Exercise prompt:
Report each line of the items below that contains the word "lace", copying every such line in full.
## START
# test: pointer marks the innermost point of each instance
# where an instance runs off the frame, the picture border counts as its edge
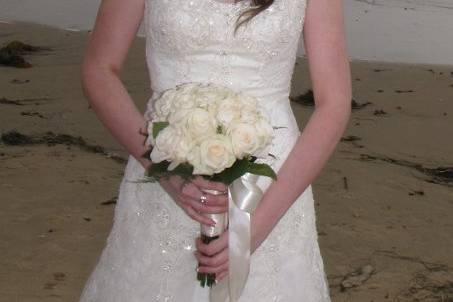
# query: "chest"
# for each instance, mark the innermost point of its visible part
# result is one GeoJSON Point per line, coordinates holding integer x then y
{"type": "Point", "coordinates": [185, 27]}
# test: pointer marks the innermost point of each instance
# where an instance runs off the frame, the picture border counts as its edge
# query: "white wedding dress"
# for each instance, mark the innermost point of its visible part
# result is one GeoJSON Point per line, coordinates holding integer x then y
{"type": "Point", "coordinates": [149, 252]}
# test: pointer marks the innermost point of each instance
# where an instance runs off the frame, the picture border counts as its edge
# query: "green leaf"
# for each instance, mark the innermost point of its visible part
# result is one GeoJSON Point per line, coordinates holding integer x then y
{"type": "Point", "coordinates": [157, 127]}
{"type": "Point", "coordinates": [261, 169]}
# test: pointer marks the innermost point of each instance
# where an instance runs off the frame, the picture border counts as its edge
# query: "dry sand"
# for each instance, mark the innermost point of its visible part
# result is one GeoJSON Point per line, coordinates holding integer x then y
{"type": "Point", "coordinates": [377, 208]}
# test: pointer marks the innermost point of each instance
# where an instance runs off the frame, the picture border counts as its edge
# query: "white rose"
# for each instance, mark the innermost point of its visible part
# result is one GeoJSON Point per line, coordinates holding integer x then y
{"type": "Point", "coordinates": [228, 111]}
{"type": "Point", "coordinates": [244, 139]}
{"type": "Point", "coordinates": [216, 154]}
{"type": "Point", "coordinates": [194, 158]}
{"type": "Point", "coordinates": [165, 144]}
{"type": "Point", "coordinates": [200, 123]}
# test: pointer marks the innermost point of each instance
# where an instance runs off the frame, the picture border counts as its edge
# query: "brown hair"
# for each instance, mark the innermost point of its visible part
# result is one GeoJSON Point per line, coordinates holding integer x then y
{"type": "Point", "coordinates": [257, 7]}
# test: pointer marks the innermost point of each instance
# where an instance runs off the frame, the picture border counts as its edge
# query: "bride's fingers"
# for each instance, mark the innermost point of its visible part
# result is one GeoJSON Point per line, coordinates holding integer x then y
{"type": "Point", "coordinates": [214, 270]}
{"type": "Point", "coordinates": [213, 262]}
{"type": "Point", "coordinates": [197, 216]}
{"type": "Point", "coordinates": [219, 277]}
{"type": "Point", "coordinates": [204, 208]}
{"type": "Point", "coordinates": [214, 247]}
{"type": "Point", "coordinates": [189, 189]}
{"type": "Point", "coordinates": [203, 183]}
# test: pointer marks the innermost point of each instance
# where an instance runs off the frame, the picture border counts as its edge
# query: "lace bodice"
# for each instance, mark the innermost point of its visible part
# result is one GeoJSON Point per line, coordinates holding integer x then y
{"type": "Point", "coordinates": [194, 41]}
{"type": "Point", "coordinates": [149, 252]}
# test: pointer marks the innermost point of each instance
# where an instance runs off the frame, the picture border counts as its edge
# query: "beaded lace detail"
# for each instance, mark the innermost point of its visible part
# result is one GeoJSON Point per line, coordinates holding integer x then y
{"type": "Point", "coordinates": [149, 252]}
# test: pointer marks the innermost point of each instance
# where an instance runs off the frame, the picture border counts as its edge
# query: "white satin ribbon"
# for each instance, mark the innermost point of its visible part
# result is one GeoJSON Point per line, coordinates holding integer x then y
{"type": "Point", "coordinates": [243, 198]}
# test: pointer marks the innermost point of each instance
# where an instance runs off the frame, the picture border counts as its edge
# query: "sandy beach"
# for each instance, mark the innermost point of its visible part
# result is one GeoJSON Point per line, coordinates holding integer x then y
{"type": "Point", "coordinates": [384, 201]}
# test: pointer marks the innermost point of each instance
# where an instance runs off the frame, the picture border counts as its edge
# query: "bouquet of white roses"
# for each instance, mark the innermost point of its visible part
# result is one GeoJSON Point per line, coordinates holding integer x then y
{"type": "Point", "coordinates": [209, 130]}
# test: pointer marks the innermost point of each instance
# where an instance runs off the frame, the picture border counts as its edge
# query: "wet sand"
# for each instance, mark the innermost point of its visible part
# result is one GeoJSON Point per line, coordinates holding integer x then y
{"type": "Point", "coordinates": [384, 204]}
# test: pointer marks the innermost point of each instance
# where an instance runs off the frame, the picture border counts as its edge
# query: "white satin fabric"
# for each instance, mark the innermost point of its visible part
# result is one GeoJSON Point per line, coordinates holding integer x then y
{"type": "Point", "coordinates": [149, 252]}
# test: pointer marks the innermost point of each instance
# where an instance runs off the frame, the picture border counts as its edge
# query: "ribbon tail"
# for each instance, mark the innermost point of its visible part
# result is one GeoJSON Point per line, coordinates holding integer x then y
{"type": "Point", "coordinates": [243, 197]}
{"type": "Point", "coordinates": [239, 249]}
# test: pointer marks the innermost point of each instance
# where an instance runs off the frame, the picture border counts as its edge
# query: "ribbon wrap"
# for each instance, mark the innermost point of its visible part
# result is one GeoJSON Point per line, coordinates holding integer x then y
{"type": "Point", "coordinates": [243, 198]}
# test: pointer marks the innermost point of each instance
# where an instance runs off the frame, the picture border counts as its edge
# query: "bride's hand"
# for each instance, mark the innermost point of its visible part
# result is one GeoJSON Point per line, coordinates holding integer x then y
{"type": "Point", "coordinates": [213, 257]}
{"type": "Point", "coordinates": [187, 194]}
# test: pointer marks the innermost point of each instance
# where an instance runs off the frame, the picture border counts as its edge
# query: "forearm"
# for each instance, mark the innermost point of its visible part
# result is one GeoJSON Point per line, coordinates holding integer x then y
{"type": "Point", "coordinates": [115, 109]}
{"type": "Point", "coordinates": [305, 161]}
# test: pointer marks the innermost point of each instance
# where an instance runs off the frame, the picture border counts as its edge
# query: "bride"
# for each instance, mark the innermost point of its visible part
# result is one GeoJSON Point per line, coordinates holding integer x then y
{"type": "Point", "coordinates": [152, 253]}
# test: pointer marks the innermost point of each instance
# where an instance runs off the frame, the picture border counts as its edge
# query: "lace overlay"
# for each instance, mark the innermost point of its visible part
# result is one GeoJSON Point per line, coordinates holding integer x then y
{"type": "Point", "coordinates": [149, 251]}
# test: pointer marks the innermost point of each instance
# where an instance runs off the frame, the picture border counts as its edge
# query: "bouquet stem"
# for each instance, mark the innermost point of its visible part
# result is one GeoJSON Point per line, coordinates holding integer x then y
{"type": "Point", "coordinates": [206, 279]}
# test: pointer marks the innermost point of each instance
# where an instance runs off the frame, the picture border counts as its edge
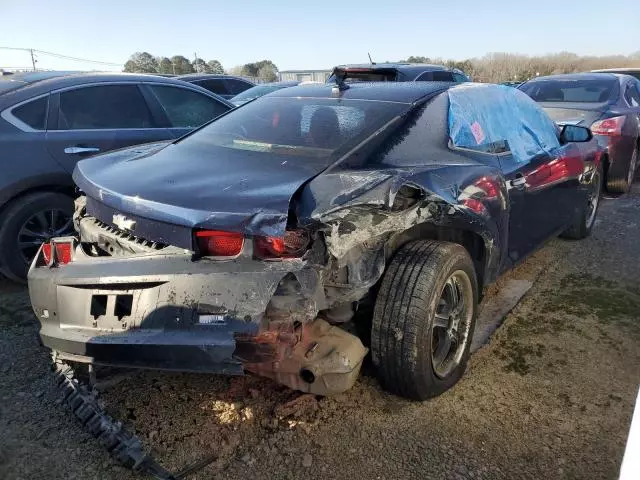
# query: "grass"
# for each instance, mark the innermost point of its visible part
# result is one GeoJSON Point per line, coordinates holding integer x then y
{"type": "Point", "coordinates": [578, 296]}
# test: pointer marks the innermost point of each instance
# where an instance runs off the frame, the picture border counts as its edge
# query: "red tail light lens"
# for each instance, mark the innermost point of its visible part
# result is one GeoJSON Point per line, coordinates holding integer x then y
## END
Final answer:
# query: "lace bodice"
# query: "beaded lace detail"
# query: "lace overlay"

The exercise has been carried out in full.